→ **Buchbesprechung**
┌────────
Mein Buch des Monats: Mai

Rose Tremain: Und damit fing es an

(Insel Verlag, 2016, gelesen als E-Book von der Onleihe)

Das Buch war eine Empfehlung einer lieben Freundin, der für mich nun zu einem meiner Lieblingsbücher geworden ist, ein Buch, das so eine Menge bietet, inhaltlich und auch sprachlich, dass man es mehrmals lesen kann. Besonders schön war diese Buchentdeckung, da ich im letzten Monat zwar viel gelesen habe, aber nichts hat mich wirklich vom Hocker gehauen. Das kann natürlich daran gelegen haben, dass ich selbst mitten in der Arbeit an einem Roman gesteckt habe und es dann immer schwer ist, überhaupt an etwas anderes zu denken.

Worum es geht in dem Buch von Rose Tremain? Gustav hat es nicht leicht im Leben: Der Vater aus dem Polizeidienst entlassen, hält sich mit einem Hilfsarbeiterjob bei der Bahn über Wasser. Die Mutter, die aus ärmlichsten Verhältnissen stammt, ist enttäuscht von allem:

– von ihrem Mann, in seiner Erfolglosigkeit, dass er nicht mehr stellvertretender Polizeichef ist, weil er für aus Deutschland fliehenden Juden Papiere gefälscht hat.

– von Gustav, weil sie sich das Leben mit Kind beglückender vorgestellt hat und weil er für sie kein richtiger Ersatz für den Gustav ist, den sie zuvor bei einer Fehlgeburt verloren hat.
└────────
→ **Datensätze**
┌────────
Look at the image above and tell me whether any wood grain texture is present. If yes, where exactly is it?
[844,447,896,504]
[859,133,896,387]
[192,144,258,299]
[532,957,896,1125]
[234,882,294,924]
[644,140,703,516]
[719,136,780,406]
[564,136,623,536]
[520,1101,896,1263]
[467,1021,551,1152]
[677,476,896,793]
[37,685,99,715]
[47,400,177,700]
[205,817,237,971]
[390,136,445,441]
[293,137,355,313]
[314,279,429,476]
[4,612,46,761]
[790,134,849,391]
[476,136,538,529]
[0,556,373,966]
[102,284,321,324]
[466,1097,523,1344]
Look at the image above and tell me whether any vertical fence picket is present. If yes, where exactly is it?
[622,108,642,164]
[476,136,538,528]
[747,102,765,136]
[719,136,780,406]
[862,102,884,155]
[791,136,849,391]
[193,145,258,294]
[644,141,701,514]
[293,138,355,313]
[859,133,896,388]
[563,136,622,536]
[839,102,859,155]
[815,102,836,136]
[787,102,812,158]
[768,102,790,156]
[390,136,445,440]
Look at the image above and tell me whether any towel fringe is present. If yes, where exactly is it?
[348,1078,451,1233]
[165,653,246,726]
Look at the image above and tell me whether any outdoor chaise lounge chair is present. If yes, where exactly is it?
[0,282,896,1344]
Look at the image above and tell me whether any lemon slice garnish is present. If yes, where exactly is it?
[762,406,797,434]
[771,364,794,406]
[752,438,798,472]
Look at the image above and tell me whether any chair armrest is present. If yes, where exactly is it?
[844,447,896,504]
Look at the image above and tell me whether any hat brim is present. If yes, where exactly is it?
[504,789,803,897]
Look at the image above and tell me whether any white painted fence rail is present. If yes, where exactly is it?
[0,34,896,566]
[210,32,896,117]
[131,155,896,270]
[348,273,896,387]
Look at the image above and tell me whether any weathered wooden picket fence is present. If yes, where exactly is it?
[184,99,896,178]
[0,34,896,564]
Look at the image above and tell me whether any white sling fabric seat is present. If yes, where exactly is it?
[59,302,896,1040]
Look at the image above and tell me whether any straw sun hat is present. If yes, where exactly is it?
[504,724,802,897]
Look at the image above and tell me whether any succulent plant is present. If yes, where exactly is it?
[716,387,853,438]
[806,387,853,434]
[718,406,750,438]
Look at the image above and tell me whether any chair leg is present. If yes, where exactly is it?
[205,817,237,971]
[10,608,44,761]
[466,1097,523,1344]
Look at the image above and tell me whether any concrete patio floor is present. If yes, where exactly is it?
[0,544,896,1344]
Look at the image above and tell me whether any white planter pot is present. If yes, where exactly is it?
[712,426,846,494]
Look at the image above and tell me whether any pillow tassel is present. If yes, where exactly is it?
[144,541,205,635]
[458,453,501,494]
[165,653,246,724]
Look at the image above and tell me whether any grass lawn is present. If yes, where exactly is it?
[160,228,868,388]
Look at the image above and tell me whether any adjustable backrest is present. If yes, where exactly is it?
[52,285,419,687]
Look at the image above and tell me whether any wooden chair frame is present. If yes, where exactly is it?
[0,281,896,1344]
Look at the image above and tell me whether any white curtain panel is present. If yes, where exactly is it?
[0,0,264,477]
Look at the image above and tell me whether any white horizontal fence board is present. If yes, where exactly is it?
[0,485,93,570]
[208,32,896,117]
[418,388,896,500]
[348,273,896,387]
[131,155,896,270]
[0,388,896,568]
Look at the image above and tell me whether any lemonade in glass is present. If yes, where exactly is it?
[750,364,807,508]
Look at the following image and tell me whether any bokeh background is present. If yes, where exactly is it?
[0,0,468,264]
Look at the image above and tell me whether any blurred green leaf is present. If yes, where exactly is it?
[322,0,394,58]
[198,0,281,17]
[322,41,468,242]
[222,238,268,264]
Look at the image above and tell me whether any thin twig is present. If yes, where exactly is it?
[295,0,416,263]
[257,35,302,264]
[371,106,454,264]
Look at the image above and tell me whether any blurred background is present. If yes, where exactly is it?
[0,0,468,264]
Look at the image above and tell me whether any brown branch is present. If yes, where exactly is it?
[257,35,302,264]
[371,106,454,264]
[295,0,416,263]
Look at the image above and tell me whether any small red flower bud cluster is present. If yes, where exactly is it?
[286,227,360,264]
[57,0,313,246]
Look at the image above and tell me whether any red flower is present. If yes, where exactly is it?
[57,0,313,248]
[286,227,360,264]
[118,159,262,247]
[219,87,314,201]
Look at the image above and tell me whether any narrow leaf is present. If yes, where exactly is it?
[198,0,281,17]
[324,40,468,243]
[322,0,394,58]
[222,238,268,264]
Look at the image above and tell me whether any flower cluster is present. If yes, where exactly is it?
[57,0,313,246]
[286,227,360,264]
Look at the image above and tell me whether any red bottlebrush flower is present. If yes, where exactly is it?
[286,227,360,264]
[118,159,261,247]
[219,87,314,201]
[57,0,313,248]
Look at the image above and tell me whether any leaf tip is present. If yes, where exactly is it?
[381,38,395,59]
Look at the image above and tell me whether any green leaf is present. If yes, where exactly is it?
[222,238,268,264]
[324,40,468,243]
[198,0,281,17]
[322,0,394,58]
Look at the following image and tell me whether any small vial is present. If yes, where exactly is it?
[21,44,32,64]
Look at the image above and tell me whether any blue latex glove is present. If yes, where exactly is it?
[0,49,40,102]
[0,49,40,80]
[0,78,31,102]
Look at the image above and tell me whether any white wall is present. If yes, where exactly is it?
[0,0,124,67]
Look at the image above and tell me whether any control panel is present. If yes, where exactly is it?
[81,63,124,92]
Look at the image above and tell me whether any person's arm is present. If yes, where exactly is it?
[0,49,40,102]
└────────
→ **Arbeitsauftrag**
Geben Sie aus der Buchbesprechung oben die Passage von „Rose Tremain: Und“ bis einschließlich „anderes zu denken.“ wortgetreu wieder.

→ **Ergebnis**
Rose Tremain: Und damit fing es an

(Insel Verlag, 2016, gelesen als E-Book von der Onleihe)

Das Buch war eine Empfehlung einer lieben Freundin, der für mich nun zu einem meiner Lieblingsbücher geworden ist, ein Buch, das so eine Menge bietet, inhaltlich und auch sprachlich, dass man es mehrmals lesen kann. Besonders schön war diese Buchentdeckung, da ich im letzten Monat zwar viel gelesen habe, aber nichts hat mich wirklich vom Hocker gehauen. Das kann natürlich daran gelegen haben, dass ich selbst mitten in der Arbeit an einem Roman gesteckt habe und es dann immer schwer ist, überhaupt an etwas anderes zu denken.